START Data to process
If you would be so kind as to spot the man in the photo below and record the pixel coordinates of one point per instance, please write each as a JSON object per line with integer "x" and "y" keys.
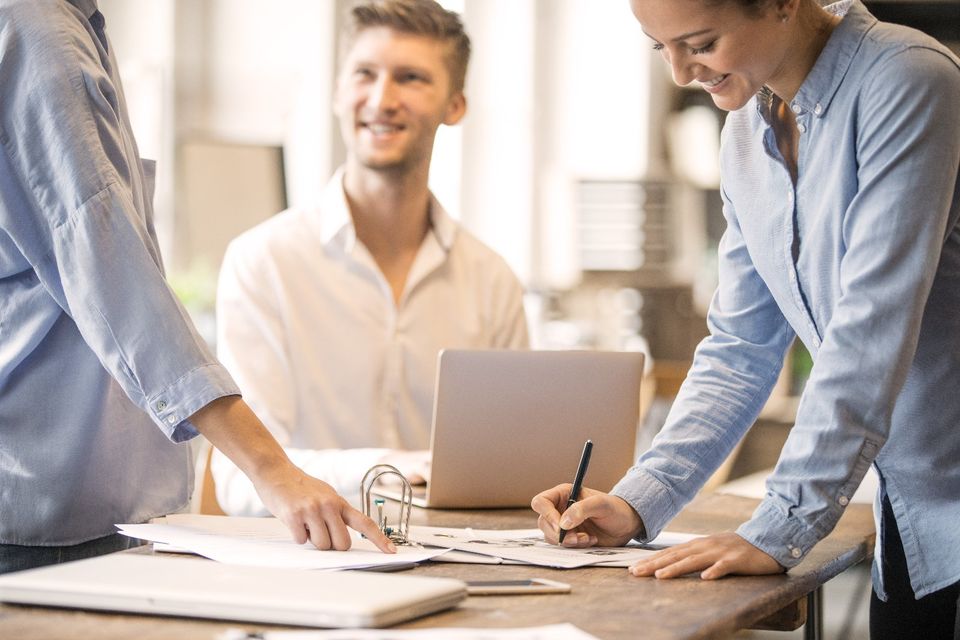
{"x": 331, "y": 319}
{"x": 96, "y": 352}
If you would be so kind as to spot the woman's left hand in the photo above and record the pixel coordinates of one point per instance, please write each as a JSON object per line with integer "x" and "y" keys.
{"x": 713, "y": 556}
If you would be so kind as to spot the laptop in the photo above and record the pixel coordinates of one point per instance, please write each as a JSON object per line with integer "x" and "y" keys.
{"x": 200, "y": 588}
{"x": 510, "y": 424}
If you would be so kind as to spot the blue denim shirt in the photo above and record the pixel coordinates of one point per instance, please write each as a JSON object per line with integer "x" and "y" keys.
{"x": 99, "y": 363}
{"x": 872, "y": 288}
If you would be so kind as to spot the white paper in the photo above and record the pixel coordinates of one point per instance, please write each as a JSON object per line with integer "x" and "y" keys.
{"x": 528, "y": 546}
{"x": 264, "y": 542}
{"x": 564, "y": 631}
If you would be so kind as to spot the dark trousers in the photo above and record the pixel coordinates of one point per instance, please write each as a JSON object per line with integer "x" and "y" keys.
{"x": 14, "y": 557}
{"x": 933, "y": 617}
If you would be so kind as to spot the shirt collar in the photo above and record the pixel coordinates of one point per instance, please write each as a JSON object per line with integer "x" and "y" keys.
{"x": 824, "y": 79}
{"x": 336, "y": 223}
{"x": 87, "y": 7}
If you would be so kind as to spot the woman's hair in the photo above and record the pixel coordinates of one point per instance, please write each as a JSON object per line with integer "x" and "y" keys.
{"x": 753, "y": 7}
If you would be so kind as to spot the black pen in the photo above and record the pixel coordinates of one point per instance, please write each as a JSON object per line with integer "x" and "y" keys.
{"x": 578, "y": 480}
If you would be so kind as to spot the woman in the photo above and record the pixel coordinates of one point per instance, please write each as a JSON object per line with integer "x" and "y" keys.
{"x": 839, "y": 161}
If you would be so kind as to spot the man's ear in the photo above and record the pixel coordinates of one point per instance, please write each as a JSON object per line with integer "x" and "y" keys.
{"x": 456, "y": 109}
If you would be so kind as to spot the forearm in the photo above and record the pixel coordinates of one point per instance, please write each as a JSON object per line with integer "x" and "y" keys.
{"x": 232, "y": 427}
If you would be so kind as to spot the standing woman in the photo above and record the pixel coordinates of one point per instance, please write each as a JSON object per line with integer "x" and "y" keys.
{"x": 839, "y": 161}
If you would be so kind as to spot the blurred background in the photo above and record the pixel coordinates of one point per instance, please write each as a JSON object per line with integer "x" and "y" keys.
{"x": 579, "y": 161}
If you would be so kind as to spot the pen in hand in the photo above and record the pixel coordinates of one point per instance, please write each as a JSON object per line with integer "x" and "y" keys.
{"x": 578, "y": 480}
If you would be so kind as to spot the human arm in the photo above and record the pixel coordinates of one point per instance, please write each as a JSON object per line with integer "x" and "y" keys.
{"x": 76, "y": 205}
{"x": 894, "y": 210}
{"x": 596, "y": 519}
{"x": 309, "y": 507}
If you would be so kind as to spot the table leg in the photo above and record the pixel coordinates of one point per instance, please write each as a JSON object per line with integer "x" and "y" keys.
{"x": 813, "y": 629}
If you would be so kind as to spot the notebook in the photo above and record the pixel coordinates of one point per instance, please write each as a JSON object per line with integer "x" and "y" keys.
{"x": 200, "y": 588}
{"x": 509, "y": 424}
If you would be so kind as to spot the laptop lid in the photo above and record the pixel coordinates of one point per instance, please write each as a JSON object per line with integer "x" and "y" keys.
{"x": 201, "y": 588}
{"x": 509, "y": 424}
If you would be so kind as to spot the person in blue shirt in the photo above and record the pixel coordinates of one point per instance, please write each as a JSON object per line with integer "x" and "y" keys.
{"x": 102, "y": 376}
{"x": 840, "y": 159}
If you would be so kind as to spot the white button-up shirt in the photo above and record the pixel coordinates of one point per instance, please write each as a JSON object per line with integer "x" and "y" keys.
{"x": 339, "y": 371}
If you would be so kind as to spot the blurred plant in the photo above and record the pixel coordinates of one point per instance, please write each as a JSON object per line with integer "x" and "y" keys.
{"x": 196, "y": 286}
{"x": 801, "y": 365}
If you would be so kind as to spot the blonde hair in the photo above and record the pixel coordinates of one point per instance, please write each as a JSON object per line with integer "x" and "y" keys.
END Data to process
(What you should do):
Reproduce the complete set of records verbatim and omit the pictures.

(Your response):
If you would be so kind as to spot the man in the photo below and record the pixel coordinates of one point per instance, please write each as a JSON object per line with integer "x" and "y" keys.
{"x": 331, "y": 319}
{"x": 96, "y": 352}
If you would be so kind as to spot the woman's left hand in the photo above and record the pixel coordinates of one point per instance, please write each as a JSON object per line with integer "x" and "y" keys.
{"x": 713, "y": 556}
If you would be so kind as to spot the laptop in the photo above and record the pixel coordinates of one point per instance, please write each as a JSON object per line with integer "x" and "y" keys.
{"x": 200, "y": 588}
{"x": 510, "y": 424}
If you would be so kind as to spot the blue denim shirt in the photo above and record the pixel coordinates of one point per instance, please write each as a JSON object per line with integer "x" and "y" keys.
{"x": 99, "y": 363}
{"x": 872, "y": 288}
If you would be so kind as to spot the white paper in the photo above and record the pixel coordinates of one point per instance, please write each as a JSON object per line with integer "x" and "y" keys.
{"x": 528, "y": 546}
{"x": 264, "y": 542}
{"x": 564, "y": 631}
If you would be so kind as to spot the dark trousers in the photo above and record the pixel coordinates of one point per instance, please write each as a JSON object per line with integer "x" and "y" keys.
{"x": 14, "y": 557}
{"x": 933, "y": 617}
If you would be so kind as to spot the shirt collar in the photo above and record the pixel coordinates of one point per instance, please write each as a JSON object per line with integer "x" and "y" keys.
{"x": 824, "y": 79}
{"x": 336, "y": 223}
{"x": 87, "y": 7}
If you would be so kind as to spot the woman's hair in the photo above and record the pixel coordinates of one point per instance, please write each as a JSON object per line with integer "x" and "y" keys.
{"x": 753, "y": 7}
If you would be so kind as to spot the black pen in the photo above and record the pixel coordinates of one point per instance, please write each as a JSON object per line with integer "x" and "y" keys.
{"x": 578, "y": 480}
If you would be so kind as to spot the woman in the photo above and record the pixel coordinates of one point per instance, please write each as a JSON object per line with integer "x" and "y" keys.
{"x": 839, "y": 161}
If you would be so kind as to spot the man's ear in the photo above and record the pixel coordinates of one point per instance, please write each as a JSON object per line with integer "x" and "y" keys.
{"x": 456, "y": 109}
If you would be so kind as to spot the forearm in the photo above and record the pixel coordinates of one point per instance, please write each as a JSON object per line with integer "x" and "y" keys.
{"x": 232, "y": 427}
If you would be so kind as to spot the standing woman in the photo above and record the pixel coordinates of one point per instance, please write each as a JSON object per line with integer "x" and "y" keys.
{"x": 839, "y": 161}
If you would be so kind as to spot the blurred background in the photo above and record the pixel coordinates of one point per instance, please write each as a JSON object per line with integer "x" and "y" keys.
{"x": 579, "y": 161}
If you would be so kind as to spot the pen in hand in the photo above and record the pixel coordinates of one point per instance, please write each as a JSON object per line with integer "x" and "y" keys.
{"x": 578, "y": 480}
If you would be so kind as to spot the human arm in the photo above and record the pixel coordinates of one point per instance, please write each as a JSON object per line with integer "x" and "y" keys.
{"x": 76, "y": 205}
{"x": 894, "y": 210}
{"x": 596, "y": 519}
{"x": 309, "y": 507}
If you would be so kind as to spot the table leg in the photo above and record the pixel coordinates of one point per instance, please write each as a JSON object per line with integer "x" and "y" keys.
{"x": 813, "y": 629}
If you would be so kind as to spot the notebook in the photo above and record the pixel coordinates of one point per instance, please write each as a JSON object per line with integer "x" and "y" keys.
{"x": 200, "y": 588}
{"x": 509, "y": 424}
If you would be so kind as to spot the laptop lid in the photo above and record the pixel coordinates of one point per instance, please write each as a JSON object per line with integer "x" and "y" keys.
{"x": 201, "y": 588}
{"x": 509, "y": 424}
If you would be so kind as to spot the person in blue shirt in the photo above and record the pixel coordinates of one point per instance, please write each as a JSON object per line with integer "x" and "y" keys.
{"x": 102, "y": 376}
{"x": 840, "y": 159}
If you would be so kind as to spot the white button-up shirt in the photo above and record the pixel coordinates of one point per instance, please write each as a JSON object per line with integer "x" and "y" keys.
{"x": 339, "y": 371}
If you would be so kind as to spot the blurred plant in the photo above and record the pixel coordinates of one point per instance, please write each as a JSON object per line with integer "x" and "y" keys.
{"x": 196, "y": 286}
{"x": 801, "y": 365}
If you would be so kind as to spot the blonde hair in the photo above and record the pixel coordinates of one point per instance, please write each as a JSON object per line with integer "x" and "y" keys.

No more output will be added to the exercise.